:: ARTICLE
Re: [External] Remote database table cardinality estimation

From: Lok P <loknath.73_at_gmail.com>
Date: Tue, 1 Dec 2020 20:14:59 +0530
Message-ID: <CAKna9VYHJgPOXjFDXbo1ujDRPhkAfDV-LK_4ykz5cbE=OqhgAQ_at_mail.gmail.com>



The DISTINCT M_ID subquery estimation is deviating from ~2 estimated rows VS ~15 actual rows, So I am thinking if by some way we can make the estimation of that HASH JOIN at Line-25 accurate will help us here or the only option would be to consider adding the remote table REMOTE_TAB alias "CT" as HASH JOIN hint i.e. (USE_HASH(CT)) ?

On Tue, Dec 1, 2020 at 2:24 PM Lok P <loknath.73_at_gmail.com> wrote:

> Thank You very much.
>
> As you mentioned the function based index is not going to help(and also i
> verified we don't have any function based index rather a simple btree index
> on column NM_TXT), so basically the current "NESTED LOOP OUTER" path for
> scanning REMOTE_TAB is not going to help us here. And driving_site hint may
> not help as we have a lot of big tables that get scanned/fetched are part
> of the local database here in this query. So what would be the possible way
> to fix this query here?
::::
§ **GIVEN PROBLEM A**:
Identify every line in the entries below that contains the word "face", treating uppercase and lowercase as distinct, and copy each such line.
:: RECORDS FOR THE TASK
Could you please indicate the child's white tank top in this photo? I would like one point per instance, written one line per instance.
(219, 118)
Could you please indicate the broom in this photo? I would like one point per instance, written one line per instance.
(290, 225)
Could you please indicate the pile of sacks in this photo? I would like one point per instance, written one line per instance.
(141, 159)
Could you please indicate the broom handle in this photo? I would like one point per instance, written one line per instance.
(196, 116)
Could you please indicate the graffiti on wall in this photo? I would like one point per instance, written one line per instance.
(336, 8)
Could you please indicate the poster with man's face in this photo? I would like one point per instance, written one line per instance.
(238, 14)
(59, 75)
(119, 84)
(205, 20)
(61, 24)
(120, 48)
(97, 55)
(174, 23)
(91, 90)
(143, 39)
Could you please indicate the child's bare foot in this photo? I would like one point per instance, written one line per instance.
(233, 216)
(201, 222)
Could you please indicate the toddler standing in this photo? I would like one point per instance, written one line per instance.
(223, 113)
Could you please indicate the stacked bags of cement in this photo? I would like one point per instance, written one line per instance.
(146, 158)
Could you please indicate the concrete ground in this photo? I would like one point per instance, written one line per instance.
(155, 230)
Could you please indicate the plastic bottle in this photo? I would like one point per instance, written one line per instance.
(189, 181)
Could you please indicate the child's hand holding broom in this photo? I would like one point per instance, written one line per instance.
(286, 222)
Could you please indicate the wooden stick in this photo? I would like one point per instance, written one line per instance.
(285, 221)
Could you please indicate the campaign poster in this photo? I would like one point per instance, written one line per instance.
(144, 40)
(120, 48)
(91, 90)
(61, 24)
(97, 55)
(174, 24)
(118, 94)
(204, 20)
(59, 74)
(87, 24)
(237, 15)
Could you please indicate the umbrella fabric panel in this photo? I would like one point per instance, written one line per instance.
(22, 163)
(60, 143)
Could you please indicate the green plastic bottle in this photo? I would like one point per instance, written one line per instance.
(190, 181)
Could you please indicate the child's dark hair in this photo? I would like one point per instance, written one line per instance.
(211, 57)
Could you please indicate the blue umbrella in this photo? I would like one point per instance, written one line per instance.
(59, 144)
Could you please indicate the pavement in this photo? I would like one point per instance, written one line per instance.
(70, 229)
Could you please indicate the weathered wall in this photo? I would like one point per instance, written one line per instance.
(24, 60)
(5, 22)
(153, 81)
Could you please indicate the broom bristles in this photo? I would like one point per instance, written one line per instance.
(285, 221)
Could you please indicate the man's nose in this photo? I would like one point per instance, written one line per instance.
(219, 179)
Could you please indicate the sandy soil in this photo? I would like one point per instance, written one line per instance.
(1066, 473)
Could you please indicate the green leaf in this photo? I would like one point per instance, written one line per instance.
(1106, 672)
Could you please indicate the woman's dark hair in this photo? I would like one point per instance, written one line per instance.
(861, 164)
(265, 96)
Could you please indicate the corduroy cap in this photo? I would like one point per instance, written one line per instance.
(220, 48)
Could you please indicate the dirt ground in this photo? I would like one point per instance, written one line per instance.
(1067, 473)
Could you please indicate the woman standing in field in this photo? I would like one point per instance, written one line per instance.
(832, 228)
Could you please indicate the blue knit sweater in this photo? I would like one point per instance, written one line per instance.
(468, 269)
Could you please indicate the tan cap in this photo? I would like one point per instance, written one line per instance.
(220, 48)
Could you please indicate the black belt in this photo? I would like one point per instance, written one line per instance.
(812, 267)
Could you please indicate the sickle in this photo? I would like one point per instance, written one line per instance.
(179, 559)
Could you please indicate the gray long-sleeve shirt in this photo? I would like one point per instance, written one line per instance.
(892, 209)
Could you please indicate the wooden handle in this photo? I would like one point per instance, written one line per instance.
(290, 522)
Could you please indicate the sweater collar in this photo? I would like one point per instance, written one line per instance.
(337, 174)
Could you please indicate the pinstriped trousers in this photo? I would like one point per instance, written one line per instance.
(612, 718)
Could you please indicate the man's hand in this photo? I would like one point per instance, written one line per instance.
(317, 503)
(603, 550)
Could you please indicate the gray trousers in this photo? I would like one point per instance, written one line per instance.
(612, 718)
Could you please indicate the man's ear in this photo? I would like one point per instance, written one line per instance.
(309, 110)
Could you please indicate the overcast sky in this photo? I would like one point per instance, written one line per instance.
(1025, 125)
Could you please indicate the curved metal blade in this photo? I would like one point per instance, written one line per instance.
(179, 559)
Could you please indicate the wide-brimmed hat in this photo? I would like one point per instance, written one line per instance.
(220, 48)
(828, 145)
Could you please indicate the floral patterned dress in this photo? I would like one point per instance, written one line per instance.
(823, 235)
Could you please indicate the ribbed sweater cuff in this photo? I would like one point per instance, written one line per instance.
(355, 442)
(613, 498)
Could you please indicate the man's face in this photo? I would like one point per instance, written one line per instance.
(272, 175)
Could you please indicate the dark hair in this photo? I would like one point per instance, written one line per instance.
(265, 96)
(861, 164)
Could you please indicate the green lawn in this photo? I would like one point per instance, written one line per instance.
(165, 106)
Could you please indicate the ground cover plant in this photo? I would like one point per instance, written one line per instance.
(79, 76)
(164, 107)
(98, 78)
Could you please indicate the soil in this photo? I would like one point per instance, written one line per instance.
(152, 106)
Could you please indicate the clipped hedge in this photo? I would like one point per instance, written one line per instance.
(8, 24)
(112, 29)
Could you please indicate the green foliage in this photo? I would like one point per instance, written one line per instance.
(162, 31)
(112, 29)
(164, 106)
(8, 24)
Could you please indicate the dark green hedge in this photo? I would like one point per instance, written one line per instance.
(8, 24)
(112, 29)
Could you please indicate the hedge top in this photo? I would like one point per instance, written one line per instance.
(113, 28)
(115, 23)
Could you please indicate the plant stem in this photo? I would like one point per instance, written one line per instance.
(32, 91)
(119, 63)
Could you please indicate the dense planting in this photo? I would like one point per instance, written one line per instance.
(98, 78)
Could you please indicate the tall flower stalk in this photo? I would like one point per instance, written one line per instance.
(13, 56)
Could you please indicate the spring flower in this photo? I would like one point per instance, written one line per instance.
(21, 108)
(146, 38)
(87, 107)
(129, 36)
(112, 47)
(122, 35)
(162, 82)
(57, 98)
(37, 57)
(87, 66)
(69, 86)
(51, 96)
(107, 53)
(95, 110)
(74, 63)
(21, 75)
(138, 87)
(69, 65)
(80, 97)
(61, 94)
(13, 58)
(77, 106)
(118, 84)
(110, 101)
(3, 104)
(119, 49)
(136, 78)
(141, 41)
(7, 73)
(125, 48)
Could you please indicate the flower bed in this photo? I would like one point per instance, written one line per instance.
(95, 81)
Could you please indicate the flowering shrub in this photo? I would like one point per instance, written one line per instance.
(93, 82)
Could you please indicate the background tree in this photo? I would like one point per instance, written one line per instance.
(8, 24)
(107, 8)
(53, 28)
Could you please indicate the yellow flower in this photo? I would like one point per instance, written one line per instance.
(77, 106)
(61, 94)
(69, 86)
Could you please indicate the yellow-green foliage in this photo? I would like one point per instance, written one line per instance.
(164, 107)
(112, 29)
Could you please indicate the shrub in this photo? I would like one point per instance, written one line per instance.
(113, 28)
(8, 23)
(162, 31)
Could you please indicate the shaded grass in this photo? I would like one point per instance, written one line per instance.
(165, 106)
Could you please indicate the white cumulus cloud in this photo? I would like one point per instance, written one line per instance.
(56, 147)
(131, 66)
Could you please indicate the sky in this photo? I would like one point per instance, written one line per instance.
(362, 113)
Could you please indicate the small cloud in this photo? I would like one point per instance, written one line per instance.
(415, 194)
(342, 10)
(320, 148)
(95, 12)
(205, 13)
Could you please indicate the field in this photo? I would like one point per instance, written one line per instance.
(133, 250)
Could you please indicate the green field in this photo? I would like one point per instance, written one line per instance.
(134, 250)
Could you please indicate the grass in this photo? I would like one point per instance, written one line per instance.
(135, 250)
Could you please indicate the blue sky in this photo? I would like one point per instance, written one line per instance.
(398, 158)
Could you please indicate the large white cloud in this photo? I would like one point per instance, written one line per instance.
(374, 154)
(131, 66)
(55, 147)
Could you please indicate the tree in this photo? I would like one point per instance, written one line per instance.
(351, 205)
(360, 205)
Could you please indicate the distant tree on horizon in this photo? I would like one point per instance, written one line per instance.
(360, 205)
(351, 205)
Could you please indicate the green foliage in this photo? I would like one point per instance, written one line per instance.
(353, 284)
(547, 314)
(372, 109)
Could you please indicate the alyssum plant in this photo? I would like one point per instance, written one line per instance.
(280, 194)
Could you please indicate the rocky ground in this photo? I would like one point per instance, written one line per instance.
::::
§ **GIVEN PROBLEM B**:
According to the thread on remote table cardinality estimation, what kind of index exists on column NM_TXT?

§ **EXERCISE SOLUTION A**:
Could you please indicate the poster with man's face in this photo? I would like one point per instance, written one line per instance.
Could you please indicate the man's face in this photo? I would like one point per instance, written one line per instance.

§ **EXERCISE SOLUTION B**:
A simple btree index.